» Exercises
• 1. Reproduce the part of the passage on SD/aSD pairing location and initiation efficiency starting at "The effect of SD/aSD" and ending at "(5′-GAUCACCUCCUUA-3′) was used.".
• 2. Write the next part of the passage on SD/aSD pairing location and initiation efficiency, picking up after its last sentence.
*** Excerpted passage ***
The effect of SD/aSD pairing location on initiation efficiency

The mature 3′ TAIL in B. subtilis identified here (5′-GAUCACCUCCUUUCU-3′) requires that the optimal range for DtoStart positions, described in a previous study as 15–25 using 5′-GAUCACCUCCUUUCUA-3′[10], to be redefined. In order to accomplish this, we determined all putative SD sequences between the lengths of 4 and 12 nt (see Materials and Methods for more detail) that complement the mature 3′ TAIL 5′-GAUCACCUCCUUUCU-3′ determined herein. We redefined the optimal range of DtoStart distances as 15 to 21 nt in B. subtilis based on the optimal range shown in Fig. 4a. As for E. coli, the previously reported DtoStart range of 10 to 21 nt[10] was preserved because the same mature 3′ TAIL (5′-GAUCACCUCCUUA-3′) was used.

Figure 4

(a) DtoStart is constrained to a narrow range in all B. subtilis putative SD sequences, but the optimal range varies depending on the terminus of the 3′ TAIL. (b) Difference in motif length preference of SD sequences with DtoStart = 17 in HEGs and LEGs. To clearly highlight the effect of binding affinity on initiation efficiency and show that positioning alone is insufficient to determine optimal SD/aSD pairings, we examine B. subtilis putative SD sequences occurring at the most frequently observed distance (Fig. 4a; DtoStart = 17). We show a high preference for the usage of six nt motifs in highly expressed genes (HEGs), but not in lowly expressed genes (LEGs) (Fig. 4b). The SD/aSD pairing length is directly associated with binding affinity (longer sequences have higher binding affinity than short sequences), but this association alone is inadequate to capture the heterogeneity intrinsic to a given pair length. For instance, 5′-CCUUU-3′ and CCUCC are both five nt SD sequences that are complementary to the aSD in B. subtilis; however, the binding affinity in the former is −3.04 kcal/mol while it is −7.05 kcal/mol in the latter (based on RNAcofold[36]). This implies that, despite having the same pairing length, SD/aSD pairings with CCUCC are substantially more stable than those with 5′-CCUUU-3′. It is for this reason that we explicitly consider binding affinity in the next section.
*** End of Excerpted passage ***
*** Source information ***
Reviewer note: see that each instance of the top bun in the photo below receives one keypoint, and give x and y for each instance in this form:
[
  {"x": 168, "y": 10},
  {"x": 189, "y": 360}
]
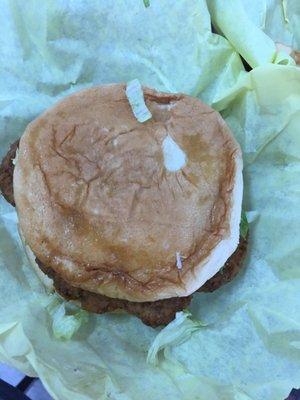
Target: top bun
[{"x": 136, "y": 211}]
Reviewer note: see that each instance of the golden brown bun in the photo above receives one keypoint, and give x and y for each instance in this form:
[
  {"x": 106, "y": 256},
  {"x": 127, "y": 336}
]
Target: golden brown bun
[{"x": 99, "y": 201}]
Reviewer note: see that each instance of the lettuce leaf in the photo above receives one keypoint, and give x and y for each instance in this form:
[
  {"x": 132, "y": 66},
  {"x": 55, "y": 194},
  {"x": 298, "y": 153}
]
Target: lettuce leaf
[
  {"x": 173, "y": 334},
  {"x": 66, "y": 318},
  {"x": 256, "y": 29}
]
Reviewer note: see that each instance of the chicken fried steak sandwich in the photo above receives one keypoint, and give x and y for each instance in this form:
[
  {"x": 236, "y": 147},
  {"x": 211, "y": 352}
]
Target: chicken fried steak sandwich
[{"x": 119, "y": 214}]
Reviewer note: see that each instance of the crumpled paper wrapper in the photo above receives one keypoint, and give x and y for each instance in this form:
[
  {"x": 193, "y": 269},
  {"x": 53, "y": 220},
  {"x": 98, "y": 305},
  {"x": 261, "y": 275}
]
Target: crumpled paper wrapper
[{"x": 248, "y": 343}]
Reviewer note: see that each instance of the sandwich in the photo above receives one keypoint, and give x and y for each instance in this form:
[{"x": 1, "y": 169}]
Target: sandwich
[{"x": 128, "y": 202}]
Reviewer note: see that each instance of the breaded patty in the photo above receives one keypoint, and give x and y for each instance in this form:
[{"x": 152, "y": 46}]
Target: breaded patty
[{"x": 154, "y": 313}]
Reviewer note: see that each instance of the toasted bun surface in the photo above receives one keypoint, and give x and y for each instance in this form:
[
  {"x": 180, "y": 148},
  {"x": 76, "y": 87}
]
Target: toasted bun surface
[{"x": 132, "y": 211}]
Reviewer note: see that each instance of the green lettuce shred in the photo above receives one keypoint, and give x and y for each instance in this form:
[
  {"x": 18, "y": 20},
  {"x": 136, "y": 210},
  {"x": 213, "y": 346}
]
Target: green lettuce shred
[
  {"x": 175, "y": 333},
  {"x": 66, "y": 318}
]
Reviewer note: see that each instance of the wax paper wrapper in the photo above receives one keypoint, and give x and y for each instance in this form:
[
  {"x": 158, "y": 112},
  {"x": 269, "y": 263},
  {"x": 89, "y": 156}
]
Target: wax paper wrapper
[
  {"x": 241, "y": 342},
  {"x": 262, "y": 31}
]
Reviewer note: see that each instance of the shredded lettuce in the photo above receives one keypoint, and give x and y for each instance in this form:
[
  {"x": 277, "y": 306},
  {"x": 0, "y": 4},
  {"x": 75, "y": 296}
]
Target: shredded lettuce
[
  {"x": 134, "y": 93},
  {"x": 66, "y": 318},
  {"x": 244, "y": 225},
  {"x": 175, "y": 333}
]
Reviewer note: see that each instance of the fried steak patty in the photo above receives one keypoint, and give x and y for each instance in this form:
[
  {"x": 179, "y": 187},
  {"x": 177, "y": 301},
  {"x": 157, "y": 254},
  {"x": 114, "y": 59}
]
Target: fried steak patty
[{"x": 154, "y": 313}]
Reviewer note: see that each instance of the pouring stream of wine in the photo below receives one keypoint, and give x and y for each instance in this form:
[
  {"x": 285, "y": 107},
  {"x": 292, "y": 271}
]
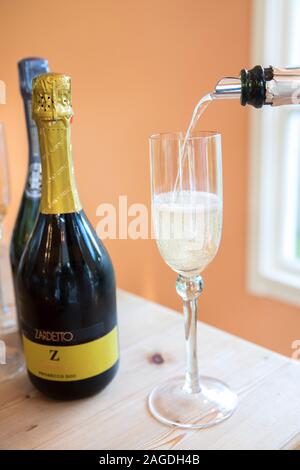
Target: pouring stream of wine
[{"x": 198, "y": 111}]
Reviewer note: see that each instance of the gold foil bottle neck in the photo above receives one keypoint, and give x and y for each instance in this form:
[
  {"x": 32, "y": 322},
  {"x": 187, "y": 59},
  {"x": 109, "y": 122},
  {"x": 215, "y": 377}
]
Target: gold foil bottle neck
[{"x": 51, "y": 97}]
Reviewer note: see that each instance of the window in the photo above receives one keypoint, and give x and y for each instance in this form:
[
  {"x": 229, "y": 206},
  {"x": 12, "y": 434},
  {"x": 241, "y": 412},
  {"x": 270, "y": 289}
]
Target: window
[{"x": 274, "y": 240}]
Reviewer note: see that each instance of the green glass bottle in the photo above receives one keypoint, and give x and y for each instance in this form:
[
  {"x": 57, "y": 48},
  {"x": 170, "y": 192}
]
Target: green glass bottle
[{"x": 29, "y": 207}]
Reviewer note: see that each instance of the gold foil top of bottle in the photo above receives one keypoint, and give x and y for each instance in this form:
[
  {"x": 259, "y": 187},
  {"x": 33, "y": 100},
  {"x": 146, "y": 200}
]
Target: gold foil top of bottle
[
  {"x": 51, "y": 97},
  {"x": 52, "y": 110}
]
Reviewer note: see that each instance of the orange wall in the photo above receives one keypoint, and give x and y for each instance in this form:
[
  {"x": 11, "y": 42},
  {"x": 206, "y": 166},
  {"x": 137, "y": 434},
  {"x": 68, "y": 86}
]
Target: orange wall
*** End of Source information ***
» Task responses
• 1.
The effect of SD/aSD pairing location on initiation efficiency

The mature 3′ TAIL in B. subtilis identified here (5′-GAUCACCUCCUUUCU-3′) requires that the optimal range for DtoStart positions, described in a previous study as 15–25 using 5′-GAUCACCUCCUUUCUA-3′[10], to be redefined. In order to accomplish this, we determined all putative SD sequences between the lengths of 4 and 12 nt (see Materials and Methods for more detail) that complement the mature 3′ TAIL 5′-GAUCACCUCCUUUCU-3′ determined herein. We redefined the optimal range of DtoStart distances as 15 to 21 nt in B. subtilis based on the optimal range shown in Fig. 4a. As for E. coli, the previously reported DtoStart range of 10 to 21 nt[10] was preserved because the same mature 3′ TAIL (5′-GAUCACCUCCUUA-3′) was used.

• 2.
Determining the core aSD sequence based on SD/aSD pairing preference

To determine the extent of the core aSD sequence for both species, we examined the observed and expected usages for each site of the 3′ TAIL in base pairing with all putative SD sequences. To control for the influence of SD/aSD binding location, we only considered putative SD sequences that are located within optimal DtoStart ranges discussed previously. For B. subtilis, we define bases within the 3′ TAIL 5′-GAUCACCUCCUUUCU-3′ as aSD sites. The expected aSD site usage is estimated assuming that a given SD sequence between four and 12 nt has an equal chance to pair with any given segment within the 3′ TAIL (Fig. 5; See Materials and Methods for more detail). Determining the observed and expected aSD site usages is an important step in examining SD sequence preference. Bases toward the middle of the aSD sequence are more predisposed to pairing with SD sequences than those towards the ends, as illustrated in Fig. 5. Since CCUCC constitutes the middle segment of the 3′ TAIL: 5′-GAUCACCUCCUUA-3′[6] and 5′-GAUCACCUCCUUUCU-3′[13] in E. coli and B. subtilis, respectively, it is unsurprising that the expected usage of this motif is the highest, as illustrated in Fig. 6. Consequently, one must contrast between observed and expected usages of aSD sites to determine their preference and avoidance of SD sequences. In this respect, the shortcoming of Osterman et al. (2013) is that they did not contrast the observed and expected SD sequence usages when contrasting sequence occurrences by binding affinity.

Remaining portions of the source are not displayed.